## Your task:
Scan the records below for the word "positive". Copy each line where it appears.

## Dataset extract:
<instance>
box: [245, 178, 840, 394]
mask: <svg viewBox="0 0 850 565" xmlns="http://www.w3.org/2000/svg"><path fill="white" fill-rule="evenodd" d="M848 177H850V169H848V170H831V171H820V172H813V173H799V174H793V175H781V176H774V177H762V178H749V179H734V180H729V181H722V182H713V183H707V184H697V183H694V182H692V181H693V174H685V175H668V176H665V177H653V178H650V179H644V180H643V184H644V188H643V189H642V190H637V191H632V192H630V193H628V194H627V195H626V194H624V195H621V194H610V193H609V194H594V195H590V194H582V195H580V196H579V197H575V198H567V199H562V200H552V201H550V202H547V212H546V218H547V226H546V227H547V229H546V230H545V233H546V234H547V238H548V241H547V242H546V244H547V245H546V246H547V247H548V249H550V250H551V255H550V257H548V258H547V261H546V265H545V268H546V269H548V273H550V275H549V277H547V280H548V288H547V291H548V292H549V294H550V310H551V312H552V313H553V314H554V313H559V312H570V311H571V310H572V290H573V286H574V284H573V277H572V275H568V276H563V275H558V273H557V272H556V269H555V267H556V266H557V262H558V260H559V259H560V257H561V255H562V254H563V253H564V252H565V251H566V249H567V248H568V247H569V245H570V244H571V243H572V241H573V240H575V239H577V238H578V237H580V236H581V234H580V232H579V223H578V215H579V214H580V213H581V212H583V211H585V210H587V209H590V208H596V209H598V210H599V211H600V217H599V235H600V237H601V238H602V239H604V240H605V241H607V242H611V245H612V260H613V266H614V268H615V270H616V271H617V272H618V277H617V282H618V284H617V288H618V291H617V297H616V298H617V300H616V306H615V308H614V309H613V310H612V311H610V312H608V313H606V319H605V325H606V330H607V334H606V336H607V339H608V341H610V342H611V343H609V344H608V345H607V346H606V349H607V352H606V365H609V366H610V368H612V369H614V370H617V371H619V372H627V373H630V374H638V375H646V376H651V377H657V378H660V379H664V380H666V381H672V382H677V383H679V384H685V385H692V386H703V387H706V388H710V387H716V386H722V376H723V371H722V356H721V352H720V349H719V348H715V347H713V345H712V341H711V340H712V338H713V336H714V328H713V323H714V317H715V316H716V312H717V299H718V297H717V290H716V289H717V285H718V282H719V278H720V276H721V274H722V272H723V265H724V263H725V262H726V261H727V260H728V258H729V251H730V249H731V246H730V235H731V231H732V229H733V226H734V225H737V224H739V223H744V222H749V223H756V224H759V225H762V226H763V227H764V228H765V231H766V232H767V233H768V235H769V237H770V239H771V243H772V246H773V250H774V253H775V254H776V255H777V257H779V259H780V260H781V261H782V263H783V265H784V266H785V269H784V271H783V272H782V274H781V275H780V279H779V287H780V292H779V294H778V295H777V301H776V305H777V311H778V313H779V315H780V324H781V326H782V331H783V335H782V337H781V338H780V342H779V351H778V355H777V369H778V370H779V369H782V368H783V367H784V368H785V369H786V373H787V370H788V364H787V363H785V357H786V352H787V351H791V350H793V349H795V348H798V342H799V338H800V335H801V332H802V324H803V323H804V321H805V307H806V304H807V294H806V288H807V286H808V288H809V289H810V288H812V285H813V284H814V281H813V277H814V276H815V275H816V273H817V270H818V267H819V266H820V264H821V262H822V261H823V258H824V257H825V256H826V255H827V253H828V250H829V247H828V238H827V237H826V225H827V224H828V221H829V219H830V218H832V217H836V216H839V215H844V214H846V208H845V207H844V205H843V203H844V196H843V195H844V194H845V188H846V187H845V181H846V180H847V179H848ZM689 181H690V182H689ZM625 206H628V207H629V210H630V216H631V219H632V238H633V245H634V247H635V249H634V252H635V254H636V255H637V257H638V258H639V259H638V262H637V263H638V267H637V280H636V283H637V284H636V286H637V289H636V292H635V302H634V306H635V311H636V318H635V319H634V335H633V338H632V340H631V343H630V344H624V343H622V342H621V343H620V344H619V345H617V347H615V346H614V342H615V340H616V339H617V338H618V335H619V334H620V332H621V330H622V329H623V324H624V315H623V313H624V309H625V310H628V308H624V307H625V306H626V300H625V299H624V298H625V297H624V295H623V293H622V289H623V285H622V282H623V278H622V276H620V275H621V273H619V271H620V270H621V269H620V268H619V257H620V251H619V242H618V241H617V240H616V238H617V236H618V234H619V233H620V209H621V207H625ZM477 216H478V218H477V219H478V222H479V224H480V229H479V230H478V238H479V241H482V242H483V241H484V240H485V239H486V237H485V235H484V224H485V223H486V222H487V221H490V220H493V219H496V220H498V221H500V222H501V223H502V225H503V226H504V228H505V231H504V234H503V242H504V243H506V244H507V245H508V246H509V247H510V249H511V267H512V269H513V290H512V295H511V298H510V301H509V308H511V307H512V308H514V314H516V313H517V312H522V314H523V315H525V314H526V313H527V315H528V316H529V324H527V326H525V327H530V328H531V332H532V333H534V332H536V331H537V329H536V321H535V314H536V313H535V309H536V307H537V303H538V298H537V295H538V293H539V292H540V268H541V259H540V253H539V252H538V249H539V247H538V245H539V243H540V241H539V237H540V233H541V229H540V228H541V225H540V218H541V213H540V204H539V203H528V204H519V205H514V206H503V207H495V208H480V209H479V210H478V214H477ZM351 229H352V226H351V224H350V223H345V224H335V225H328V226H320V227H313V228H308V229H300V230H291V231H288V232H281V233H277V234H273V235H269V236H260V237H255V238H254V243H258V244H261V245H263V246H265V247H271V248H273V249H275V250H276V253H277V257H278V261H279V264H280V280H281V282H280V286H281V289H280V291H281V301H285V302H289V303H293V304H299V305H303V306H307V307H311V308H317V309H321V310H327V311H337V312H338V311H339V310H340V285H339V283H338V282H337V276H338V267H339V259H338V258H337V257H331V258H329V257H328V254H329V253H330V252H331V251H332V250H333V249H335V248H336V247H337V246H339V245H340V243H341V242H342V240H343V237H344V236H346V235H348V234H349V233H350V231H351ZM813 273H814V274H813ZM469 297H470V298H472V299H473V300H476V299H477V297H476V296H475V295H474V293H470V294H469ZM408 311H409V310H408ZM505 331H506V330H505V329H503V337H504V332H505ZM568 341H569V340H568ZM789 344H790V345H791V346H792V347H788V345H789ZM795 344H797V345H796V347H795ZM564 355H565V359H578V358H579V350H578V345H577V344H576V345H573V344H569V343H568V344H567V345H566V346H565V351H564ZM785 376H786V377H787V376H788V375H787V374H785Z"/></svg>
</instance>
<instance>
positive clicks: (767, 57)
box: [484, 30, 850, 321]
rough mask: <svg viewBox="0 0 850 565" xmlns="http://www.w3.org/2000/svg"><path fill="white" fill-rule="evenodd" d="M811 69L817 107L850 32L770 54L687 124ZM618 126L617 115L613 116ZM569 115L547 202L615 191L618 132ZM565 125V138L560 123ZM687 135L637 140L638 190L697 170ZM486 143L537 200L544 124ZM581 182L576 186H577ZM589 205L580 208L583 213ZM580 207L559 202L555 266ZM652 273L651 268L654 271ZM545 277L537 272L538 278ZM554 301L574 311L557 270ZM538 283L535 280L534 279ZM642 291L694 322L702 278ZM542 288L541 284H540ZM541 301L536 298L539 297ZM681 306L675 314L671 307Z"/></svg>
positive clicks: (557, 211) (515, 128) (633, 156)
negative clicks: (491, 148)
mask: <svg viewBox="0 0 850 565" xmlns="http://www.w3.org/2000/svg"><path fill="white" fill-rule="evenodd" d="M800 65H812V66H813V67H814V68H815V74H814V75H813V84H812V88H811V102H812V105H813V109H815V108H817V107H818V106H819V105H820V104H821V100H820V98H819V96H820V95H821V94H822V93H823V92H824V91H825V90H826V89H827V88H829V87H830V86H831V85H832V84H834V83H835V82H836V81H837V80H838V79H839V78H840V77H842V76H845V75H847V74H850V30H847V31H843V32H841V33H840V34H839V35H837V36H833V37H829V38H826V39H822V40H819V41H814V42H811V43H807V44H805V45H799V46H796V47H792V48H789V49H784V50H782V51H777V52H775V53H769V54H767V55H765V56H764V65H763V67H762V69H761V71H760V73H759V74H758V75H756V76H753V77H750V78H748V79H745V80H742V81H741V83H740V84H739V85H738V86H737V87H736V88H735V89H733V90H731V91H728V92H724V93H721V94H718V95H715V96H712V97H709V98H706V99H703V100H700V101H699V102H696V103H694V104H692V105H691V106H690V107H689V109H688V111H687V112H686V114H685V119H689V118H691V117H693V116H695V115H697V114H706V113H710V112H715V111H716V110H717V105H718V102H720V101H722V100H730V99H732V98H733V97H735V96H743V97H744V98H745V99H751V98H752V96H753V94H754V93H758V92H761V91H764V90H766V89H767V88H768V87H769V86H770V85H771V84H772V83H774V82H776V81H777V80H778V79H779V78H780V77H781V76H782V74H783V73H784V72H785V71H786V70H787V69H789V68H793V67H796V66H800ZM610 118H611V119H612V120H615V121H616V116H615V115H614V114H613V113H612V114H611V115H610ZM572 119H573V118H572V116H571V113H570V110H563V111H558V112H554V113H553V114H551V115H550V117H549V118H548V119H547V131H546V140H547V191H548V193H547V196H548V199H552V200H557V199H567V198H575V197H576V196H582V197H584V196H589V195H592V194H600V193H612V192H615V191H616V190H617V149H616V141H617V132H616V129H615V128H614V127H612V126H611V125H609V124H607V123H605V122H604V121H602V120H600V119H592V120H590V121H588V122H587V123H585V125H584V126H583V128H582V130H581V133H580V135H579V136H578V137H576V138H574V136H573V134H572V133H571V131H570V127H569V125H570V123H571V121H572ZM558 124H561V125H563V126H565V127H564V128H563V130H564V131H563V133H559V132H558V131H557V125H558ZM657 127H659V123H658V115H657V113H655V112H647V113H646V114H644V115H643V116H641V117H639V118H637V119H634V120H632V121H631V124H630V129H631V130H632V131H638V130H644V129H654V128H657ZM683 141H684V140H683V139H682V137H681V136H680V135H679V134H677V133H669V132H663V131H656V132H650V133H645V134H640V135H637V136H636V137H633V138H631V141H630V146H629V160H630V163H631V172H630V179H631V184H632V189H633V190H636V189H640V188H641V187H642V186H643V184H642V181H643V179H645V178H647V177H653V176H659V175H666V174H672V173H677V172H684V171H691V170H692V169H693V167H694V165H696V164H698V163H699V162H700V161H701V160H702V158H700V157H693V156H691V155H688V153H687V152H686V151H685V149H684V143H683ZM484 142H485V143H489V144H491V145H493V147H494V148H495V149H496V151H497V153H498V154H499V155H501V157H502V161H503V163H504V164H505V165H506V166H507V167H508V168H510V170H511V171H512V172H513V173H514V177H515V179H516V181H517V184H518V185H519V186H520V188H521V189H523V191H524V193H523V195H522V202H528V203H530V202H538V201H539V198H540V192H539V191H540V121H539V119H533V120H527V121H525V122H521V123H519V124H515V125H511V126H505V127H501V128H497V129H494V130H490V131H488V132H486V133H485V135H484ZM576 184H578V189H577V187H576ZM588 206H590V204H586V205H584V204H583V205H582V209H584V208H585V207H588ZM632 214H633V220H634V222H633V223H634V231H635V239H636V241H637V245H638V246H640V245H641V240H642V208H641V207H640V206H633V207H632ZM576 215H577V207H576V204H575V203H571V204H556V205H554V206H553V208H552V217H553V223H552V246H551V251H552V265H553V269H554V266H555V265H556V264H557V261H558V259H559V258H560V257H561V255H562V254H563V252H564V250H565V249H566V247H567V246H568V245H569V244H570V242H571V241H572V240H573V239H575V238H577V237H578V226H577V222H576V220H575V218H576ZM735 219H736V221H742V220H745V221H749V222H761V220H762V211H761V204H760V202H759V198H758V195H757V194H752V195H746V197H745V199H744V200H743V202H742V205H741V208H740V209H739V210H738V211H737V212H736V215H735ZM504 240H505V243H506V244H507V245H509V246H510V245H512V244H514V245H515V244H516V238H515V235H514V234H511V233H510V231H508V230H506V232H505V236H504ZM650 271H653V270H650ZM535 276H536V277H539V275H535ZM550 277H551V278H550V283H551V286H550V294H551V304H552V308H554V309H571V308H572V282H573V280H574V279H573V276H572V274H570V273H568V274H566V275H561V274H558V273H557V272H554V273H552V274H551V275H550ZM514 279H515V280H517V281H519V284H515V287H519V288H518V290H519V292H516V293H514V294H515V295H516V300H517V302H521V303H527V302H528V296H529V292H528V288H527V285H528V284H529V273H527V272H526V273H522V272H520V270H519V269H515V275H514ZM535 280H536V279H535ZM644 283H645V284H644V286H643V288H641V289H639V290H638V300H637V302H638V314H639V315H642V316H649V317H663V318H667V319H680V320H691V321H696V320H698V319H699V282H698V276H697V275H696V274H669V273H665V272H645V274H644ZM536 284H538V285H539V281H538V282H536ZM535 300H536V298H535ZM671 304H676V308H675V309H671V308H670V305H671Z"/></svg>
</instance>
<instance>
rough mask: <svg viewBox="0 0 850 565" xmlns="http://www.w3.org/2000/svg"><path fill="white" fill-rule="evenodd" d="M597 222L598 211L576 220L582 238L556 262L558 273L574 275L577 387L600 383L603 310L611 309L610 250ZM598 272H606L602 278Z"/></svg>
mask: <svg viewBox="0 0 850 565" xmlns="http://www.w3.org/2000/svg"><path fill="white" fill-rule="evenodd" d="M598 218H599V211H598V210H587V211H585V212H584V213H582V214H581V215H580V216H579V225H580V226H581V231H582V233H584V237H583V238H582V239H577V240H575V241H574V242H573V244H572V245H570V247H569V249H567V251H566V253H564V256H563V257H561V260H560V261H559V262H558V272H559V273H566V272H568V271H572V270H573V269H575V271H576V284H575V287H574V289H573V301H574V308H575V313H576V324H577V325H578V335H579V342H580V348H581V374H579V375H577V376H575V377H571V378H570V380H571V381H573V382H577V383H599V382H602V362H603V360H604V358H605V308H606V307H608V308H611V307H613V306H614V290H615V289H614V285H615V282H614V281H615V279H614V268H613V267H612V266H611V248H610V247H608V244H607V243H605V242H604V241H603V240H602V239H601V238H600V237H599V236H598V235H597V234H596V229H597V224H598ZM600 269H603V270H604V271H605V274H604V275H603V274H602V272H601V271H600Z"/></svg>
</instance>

## Written response:
positive clicks: (767, 57)
positive clicks: (557, 211) (515, 128) (633, 156)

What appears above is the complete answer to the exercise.